** Input data follows **

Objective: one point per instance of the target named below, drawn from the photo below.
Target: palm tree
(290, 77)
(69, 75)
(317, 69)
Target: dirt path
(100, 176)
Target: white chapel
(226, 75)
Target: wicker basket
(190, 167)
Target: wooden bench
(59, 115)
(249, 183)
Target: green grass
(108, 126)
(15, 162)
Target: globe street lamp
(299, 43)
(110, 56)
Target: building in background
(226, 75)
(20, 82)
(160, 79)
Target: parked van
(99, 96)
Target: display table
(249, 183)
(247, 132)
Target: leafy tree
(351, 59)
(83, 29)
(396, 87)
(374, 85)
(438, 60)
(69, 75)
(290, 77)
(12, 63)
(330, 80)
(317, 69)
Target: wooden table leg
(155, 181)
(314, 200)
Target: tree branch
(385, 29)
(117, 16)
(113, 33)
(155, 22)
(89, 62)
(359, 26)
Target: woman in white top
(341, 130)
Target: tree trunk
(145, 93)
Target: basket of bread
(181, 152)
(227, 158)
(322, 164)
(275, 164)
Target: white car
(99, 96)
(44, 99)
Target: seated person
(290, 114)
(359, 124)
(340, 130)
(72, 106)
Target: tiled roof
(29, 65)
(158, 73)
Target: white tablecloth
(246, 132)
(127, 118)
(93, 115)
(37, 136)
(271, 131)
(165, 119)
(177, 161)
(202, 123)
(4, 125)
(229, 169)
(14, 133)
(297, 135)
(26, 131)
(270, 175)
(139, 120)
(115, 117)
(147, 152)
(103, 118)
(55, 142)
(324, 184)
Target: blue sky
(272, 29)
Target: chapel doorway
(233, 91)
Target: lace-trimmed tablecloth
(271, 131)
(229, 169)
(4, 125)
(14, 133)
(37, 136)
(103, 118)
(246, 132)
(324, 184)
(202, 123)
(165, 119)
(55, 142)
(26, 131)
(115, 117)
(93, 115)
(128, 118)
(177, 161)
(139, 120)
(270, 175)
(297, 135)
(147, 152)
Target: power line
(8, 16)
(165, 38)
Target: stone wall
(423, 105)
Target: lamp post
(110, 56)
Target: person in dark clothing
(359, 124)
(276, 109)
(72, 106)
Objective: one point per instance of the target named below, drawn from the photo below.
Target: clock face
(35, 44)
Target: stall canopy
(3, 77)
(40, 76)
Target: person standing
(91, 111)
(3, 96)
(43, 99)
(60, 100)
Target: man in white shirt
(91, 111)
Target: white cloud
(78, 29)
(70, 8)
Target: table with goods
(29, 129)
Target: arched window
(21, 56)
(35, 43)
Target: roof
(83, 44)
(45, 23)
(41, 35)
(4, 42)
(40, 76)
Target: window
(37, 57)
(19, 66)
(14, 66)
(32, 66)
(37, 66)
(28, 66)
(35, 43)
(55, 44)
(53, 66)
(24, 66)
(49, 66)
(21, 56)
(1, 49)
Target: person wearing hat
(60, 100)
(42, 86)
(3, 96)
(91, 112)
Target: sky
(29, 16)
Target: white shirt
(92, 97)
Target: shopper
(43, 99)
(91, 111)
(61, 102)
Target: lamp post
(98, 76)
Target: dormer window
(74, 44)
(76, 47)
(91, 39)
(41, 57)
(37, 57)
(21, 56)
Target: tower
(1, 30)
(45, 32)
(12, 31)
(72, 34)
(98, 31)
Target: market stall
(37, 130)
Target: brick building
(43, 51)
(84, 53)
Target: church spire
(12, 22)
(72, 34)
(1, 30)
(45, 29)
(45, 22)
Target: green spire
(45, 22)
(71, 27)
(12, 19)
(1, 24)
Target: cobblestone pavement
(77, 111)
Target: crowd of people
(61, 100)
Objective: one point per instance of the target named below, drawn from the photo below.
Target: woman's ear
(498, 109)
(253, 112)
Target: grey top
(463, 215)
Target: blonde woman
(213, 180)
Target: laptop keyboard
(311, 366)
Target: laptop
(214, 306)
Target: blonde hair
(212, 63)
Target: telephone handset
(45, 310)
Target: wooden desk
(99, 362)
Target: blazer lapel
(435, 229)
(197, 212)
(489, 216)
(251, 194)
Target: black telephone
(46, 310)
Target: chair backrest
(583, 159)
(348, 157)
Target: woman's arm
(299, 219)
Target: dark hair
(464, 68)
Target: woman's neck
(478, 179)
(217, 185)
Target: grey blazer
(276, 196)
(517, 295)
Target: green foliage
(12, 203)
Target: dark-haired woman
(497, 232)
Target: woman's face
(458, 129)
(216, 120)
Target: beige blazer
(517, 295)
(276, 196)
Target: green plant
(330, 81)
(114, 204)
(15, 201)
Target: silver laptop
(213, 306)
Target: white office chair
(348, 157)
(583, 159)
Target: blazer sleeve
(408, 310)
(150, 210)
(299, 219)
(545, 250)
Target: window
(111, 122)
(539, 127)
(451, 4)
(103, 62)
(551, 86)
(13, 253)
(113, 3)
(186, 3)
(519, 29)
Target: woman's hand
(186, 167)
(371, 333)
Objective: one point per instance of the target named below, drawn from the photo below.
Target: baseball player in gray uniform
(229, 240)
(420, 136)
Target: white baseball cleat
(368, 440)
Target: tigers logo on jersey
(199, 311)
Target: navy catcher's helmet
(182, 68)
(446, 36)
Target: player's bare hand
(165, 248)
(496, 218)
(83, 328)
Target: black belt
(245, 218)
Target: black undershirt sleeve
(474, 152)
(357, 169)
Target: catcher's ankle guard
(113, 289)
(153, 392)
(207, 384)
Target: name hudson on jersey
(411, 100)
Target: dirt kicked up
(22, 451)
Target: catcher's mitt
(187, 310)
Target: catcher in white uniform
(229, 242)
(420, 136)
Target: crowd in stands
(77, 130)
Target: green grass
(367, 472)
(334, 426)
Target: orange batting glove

** End of Input data **

__About this exercise__
Copy out all of the listing, exactly as it reads.

__Solution for this task__
Objective: one point per instance of the target named below, drawn from the photo below.
Target: palm tree
(290, 77)
(69, 75)
(317, 69)
Target: dirt path
(100, 176)
Target: white chapel
(226, 75)
Target: wicker basket
(190, 167)
Target: wooden bench
(59, 115)
(249, 183)
Target: green grass
(108, 126)
(15, 162)
Target: globe street lamp
(299, 43)
(110, 56)
Target: building in background
(226, 75)
(20, 82)
(160, 79)
Target: parked van
(99, 96)
Target: display table
(249, 183)
(247, 132)
Target: leafy tree
(351, 59)
(83, 29)
(396, 87)
(374, 85)
(438, 60)
(69, 75)
(290, 77)
(12, 63)
(330, 80)
(317, 69)
Target: wooden table leg
(155, 181)
(314, 200)
Target: tree branch
(385, 29)
(117, 16)
(113, 33)
(155, 22)
(89, 62)
(359, 26)
Target: woman in white top
(341, 130)
Target: tree trunk
(145, 93)
Target: basket of bread
(181, 152)
(227, 158)
(322, 164)
(275, 164)
Target: white car
(99, 96)
(44, 99)
Target: seated person
(290, 114)
(359, 124)
(340, 130)
(72, 106)
Target: tiled roof
(29, 65)
(158, 73)
Target: white tablecloth
(246, 132)
(127, 118)
(93, 115)
(37, 136)
(271, 131)
(165, 119)
(177, 161)
(202, 123)
(4, 125)
(229, 169)
(14, 133)
(297, 135)
(26, 131)
(270, 175)
(139, 120)
(115, 117)
(147, 152)
(103, 118)
(55, 142)
(324, 184)
Target: blue sky
(272, 29)
Target: chapel doorway
(233, 91)
Target: lace-trimmed tablecloth
(271, 131)
(229, 169)
(4, 125)
(14, 133)
(37, 136)
(103, 118)
(246, 132)
(324, 184)
(202, 123)
(165, 119)
(55, 142)
(26, 131)
(115, 117)
(93, 115)
(128, 118)
(177, 161)
(139, 120)
(270, 175)
(297, 135)
(147, 152)
Target: power line
(8, 16)
(165, 38)
Target: stone wall
(423, 105)
Target: lamp post
(110, 56)
Target: person in dark clothing
(359, 124)
(276, 109)
(72, 106)
Objective: one point per instance of the target named below, drawn from the photo below.
Target: clock face
(35, 44)
Target: stall canopy
(3, 77)
(40, 76)
Target: person standing
(91, 111)
(3, 96)
(43, 99)
(60, 100)
Target: man in white shirt
(91, 111)
Target: white cloud
(78, 29)
(70, 8)
Target: table with goods
(29, 129)
Target: arched window
(21, 56)
(35, 43)
Target: roof
(83, 44)
(45, 23)
(41, 35)
(4, 42)
(40, 76)
Target: window
(37, 57)
(19, 66)
(14, 66)
(32, 66)
(37, 66)
(28, 66)
(35, 43)
(55, 44)
(53, 66)
(24, 66)
(49, 66)
(21, 56)
(1, 49)
Target: person wearing hat
(60, 100)
(42, 86)
(3, 96)
(91, 112)
Target: sky
(29, 16)
Target: white shirt
(92, 97)
Target: shopper
(43, 99)
(91, 111)
(61, 102)
Target: lamp post
(98, 76)
Target: dormer window
(74, 44)
(76, 47)
(91, 39)
(41, 57)
(37, 57)
(21, 56)
Target: tower
(1, 30)
(45, 32)
(12, 31)
(72, 34)
(98, 31)
Target: market stall
(37, 130)
Target: brick building
(43, 51)
(84, 53)
Target: church spire
(12, 22)
(72, 34)
(1, 30)
(45, 29)
(45, 22)
Target: green spire
(45, 22)
(71, 27)
(12, 19)
(1, 24)
Target: cobblestone pavement
(77, 111)
Target: crowd of people
(61, 100)
Objective: one point per instance of the target named below, drawn from the photo below.
Target: woman's ear
(498, 109)
(253, 112)
Target: grey top
(463, 215)
Target: blonde woman
(213, 180)
Target: laptop keyboard
(311, 366)
Target: laptop
(214, 306)
Target: blonde hair
(212, 63)
Target: telephone handset
(45, 310)
Target: wooden desk
(99, 362)
Target: blazer lapel
(435, 229)
(197, 212)
(489, 216)
(251, 194)
Target: black telephone
(46, 310)
Target: chair backrest
(583, 159)
(348, 157)
Target: woman's arm
(299, 219)
Target: dark hair
(464, 68)
Target: woman's neck
(478, 179)
(217, 185)
Target: grey blazer
(276, 196)
(517, 295)
Target: green foliage
(12, 203)
Target: dark-haired woman
(497, 232)
Target: woman's face
(458, 129)
(216, 120)
Target: beige blazer
(517, 295)
(276, 196)
Target: green plant
(330, 81)
(114, 204)
(15, 201)
Target: silver laptop
(213, 306)
Target: white office chair
(348, 157)
(583, 159)
Target: blazer sleeve
(408, 310)
(150, 210)
(299, 219)
(545, 250)
Target: window
(111, 122)
(539, 127)
(451, 4)
(103, 62)
(551, 86)
(13, 253)
(113, 3)
(186, 3)
(519, 29)
Target: woman's hand
(186, 167)
(371, 333)
Objective: one point per instance of the target named below, drawn from the photo below.
Target: baseball player in gray uniform
(229, 240)
(420, 136)
Target: white baseball cleat
(368, 440)
Target: tigers logo on jersey
(199, 311)
Target: navy catcher's helmet
(182, 68)
(446, 36)
Target: player's bare hand
(165, 248)
(496, 218)
(83, 328)
Target: black belt
(245, 218)
Target: black undershirt sleeve
(474, 152)
(357, 169)
Target: catcher's ankle guard
(113, 289)
(153, 392)
(207, 384)
Target: name hudson on jersey
(411, 100)
Target: dirt kicked up
(22, 451)
Target: catcher's mitt
(187, 310)
Target: catcher in white uniform
(229, 242)
(420, 136)
Target: crowd in stands
(77, 130)
Target: green grass
(367, 472)
(334, 426)
Target: orange batting glove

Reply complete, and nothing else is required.